- Task goal
Transcribe every line of the records verbatim.

^^^^^^^^

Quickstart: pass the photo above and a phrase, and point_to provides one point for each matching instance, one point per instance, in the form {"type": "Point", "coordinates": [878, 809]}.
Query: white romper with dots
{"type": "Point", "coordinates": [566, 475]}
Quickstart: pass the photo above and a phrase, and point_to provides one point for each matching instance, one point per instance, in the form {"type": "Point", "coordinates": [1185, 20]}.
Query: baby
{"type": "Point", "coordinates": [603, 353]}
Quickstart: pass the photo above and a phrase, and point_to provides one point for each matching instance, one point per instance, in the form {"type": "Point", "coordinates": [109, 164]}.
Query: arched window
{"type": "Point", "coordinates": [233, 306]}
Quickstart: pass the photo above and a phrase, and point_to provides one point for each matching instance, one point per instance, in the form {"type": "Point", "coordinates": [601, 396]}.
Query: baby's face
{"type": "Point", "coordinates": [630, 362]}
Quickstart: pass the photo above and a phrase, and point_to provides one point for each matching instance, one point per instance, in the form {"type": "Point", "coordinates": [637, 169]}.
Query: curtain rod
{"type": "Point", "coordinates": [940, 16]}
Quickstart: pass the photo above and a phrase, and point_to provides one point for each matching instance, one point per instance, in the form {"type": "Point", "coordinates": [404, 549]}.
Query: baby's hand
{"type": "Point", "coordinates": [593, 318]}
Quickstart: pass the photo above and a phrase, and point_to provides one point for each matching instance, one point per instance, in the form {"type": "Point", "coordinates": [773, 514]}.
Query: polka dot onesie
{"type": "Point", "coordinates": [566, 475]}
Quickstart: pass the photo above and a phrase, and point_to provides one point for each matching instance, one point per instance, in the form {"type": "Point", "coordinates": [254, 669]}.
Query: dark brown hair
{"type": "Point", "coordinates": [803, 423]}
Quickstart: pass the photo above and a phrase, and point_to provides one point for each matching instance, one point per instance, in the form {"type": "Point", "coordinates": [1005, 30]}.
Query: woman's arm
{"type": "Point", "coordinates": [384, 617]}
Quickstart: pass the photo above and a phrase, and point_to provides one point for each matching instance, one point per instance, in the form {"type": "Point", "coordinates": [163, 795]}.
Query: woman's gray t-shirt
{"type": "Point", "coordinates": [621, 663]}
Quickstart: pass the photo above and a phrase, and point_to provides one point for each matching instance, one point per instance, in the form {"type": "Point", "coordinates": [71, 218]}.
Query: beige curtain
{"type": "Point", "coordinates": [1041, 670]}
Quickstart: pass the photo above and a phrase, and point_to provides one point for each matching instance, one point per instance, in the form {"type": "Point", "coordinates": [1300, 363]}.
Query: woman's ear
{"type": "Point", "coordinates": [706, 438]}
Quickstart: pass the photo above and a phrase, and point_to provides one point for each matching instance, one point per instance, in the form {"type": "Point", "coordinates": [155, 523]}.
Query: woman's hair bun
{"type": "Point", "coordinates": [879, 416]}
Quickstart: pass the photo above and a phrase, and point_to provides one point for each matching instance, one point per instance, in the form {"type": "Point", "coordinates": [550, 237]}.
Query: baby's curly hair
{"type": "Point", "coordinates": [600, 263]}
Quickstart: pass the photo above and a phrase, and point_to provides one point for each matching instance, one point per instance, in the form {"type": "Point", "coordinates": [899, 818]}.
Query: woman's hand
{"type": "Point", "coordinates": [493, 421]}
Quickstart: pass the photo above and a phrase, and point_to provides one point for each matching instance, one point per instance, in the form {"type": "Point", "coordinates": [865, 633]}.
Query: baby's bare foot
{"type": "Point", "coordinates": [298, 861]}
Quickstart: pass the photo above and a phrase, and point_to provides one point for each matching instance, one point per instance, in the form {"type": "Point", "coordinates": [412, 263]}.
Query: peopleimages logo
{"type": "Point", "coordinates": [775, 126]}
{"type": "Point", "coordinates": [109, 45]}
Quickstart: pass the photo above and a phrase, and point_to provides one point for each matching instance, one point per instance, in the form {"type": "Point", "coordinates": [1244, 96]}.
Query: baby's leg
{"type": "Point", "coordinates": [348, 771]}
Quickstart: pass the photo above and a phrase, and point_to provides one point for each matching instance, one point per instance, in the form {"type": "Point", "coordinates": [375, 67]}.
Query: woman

^^^^^^^^

- Solution to the exercise
Quickstart: pass the photo above and a phrase, and point_to provides one point for each matching instance, one point per instance, in the form {"type": "Point", "coordinates": [878, 809]}.
Query: white romper with dots
{"type": "Point", "coordinates": [566, 475]}
Quickstart: pass the photo above and a phrase, and point_to provides one point for each matching instance, one point per instance, in the form {"type": "Point", "coordinates": [1185, 20]}.
Query: baby
{"type": "Point", "coordinates": [603, 353]}
Quickstart: pass the photo above and a phrase, and point_to provides one point for each matching instance, one point per instance, in the form {"type": "Point", "coordinates": [109, 164]}.
Query: arched window
{"type": "Point", "coordinates": [233, 306]}
Quickstart: pass the photo above and a phrase, and point_to provides one point for each matching instance, one point per instance, in the form {"type": "Point", "coordinates": [601, 396]}.
Query: baby's face
{"type": "Point", "coordinates": [630, 362]}
Quickstart: pass the photo above and a phrase, and point_to provides one point for each matching instance, one point per instance, in the form {"type": "Point", "coordinates": [637, 169]}.
Query: curtain rod
{"type": "Point", "coordinates": [940, 16]}
Quickstart: pass the photo above and a phrase, and point_to provides one point for each matching instance, one point per instance, in the form {"type": "Point", "coordinates": [404, 549]}.
Query: baby's hand
{"type": "Point", "coordinates": [593, 318]}
Quickstart: pass the photo above and a phrase, and point_to provides one point for each matching instance, one point per instance, in the form {"type": "Point", "coordinates": [773, 514]}.
Query: polka dot onesie
{"type": "Point", "coordinates": [566, 475]}
Quickstart: pass the photo above and a phrase, and point_to provides one point for each matching instance, one point per instance, in the form {"type": "Point", "coordinates": [254, 669]}.
Query: dark brown hair
{"type": "Point", "coordinates": [803, 423]}
Quickstart: pass the photo above and a phrase, and point_to provides one point for each matching instance, one point per instance, in the form {"type": "Point", "coordinates": [1005, 30]}.
Query: woman's arm
{"type": "Point", "coordinates": [384, 617]}
Quickstart: pass the photo above and a phrase, and point_to provides one point for each matching instance, one point per instance, in the form {"type": "Point", "coordinates": [163, 795]}.
Query: woman's gray t-shirt
{"type": "Point", "coordinates": [621, 663]}
Quickstart: pass the photo above and a phrase, and point_to provides one point for each matching instance, one point per instance, in the form {"type": "Point", "coordinates": [71, 218]}.
Query: beige curtain
{"type": "Point", "coordinates": [1041, 670]}
Quickstart: pass the photo above and a phrase, and point_to provides one point for each matching instance, one point per instance, in the form {"type": "Point", "coordinates": [1300, 363]}.
Query: woman's ear
{"type": "Point", "coordinates": [706, 438]}
Quickstart: pass the photo above and a phrase, and point_to provides one point for each matching instance, one point per instance, in the form {"type": "Point", "coordinates": [155, 523]}.
Query: woman's hair bun
{"type": "Point", "coordinates": [879, 416]}
Quickstart: pass the photo above and a phrase, and point_to provides one point for each matching instance, one point per instance, in the form {"type": "Point", "coordinates": [550, 237]}.
Query: baby's curly hair
{"type": "Point", "coordinates": [600, 263]}
Quickstart: pass the photo above and a phrase, and point_to provides one point for each matching instance, one point per instance, in the form {"type": "Point", "coordinates": [899, 818]}.
Query: woman's hand
{"type": "Point", "coordinates": [493, 421]}
Quickstart: pass the photo above and a phrase, and point_to provides one point for each matching instance, one point per instance, in the form {"type": "Point", "coordinates": [865, 633]}.
Query: baby's bare foot
{"type": "Point", "coordinates": [298, 861]}
Quickstart: pass the photo above and a phrase, and point_to provides one point for each matching instance, one point per instance, in the form {"type": "Point", "coordinates": [412, 263]}.
Query: peopleimages logo
{"type": "Point", "coordinates": [775, 126]}
{"type": "Point", "coordinates": [109, 45]}
Quickstart: pass the photo above and a phrase, and point_to provides one point for each matching instance, one point per instance, in the form {"type": "Point", "coordinates": [1244, 96]}.
Query: baby's leg
{"type": "Point", "coordinates": [348, 771]}
Quickstart: pass the photo above and a phrase, and point_to provides one point for each matching instance, one point per instance, in the form {"type": "Point", "coordinates": [375, 67]}.
Query: woman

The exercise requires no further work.